EXERCISE TASK. Quote everything word for word, from the first of the lines below down to and including the line containing "POLYGON ((32 50, 20 91, 69 76, 64 43, 32 50))".
========
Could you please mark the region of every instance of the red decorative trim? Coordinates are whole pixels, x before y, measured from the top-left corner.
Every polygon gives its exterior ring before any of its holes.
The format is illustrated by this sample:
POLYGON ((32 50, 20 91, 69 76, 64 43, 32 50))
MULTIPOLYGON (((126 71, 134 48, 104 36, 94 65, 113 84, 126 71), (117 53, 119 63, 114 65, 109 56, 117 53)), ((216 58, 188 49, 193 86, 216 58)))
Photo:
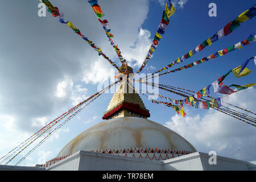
========
TASK OUTPUT.
Could you please mark the region of every instance of the red decorative trim? Coordinates are whole pixels, x before y, measured from the top-left corner.
Every polygon gives its exterior ring before any of its holes.
The format is illustrated by this sample:
POLYGON ((32 50, 20 91, 69 76, 64 43, 32 50))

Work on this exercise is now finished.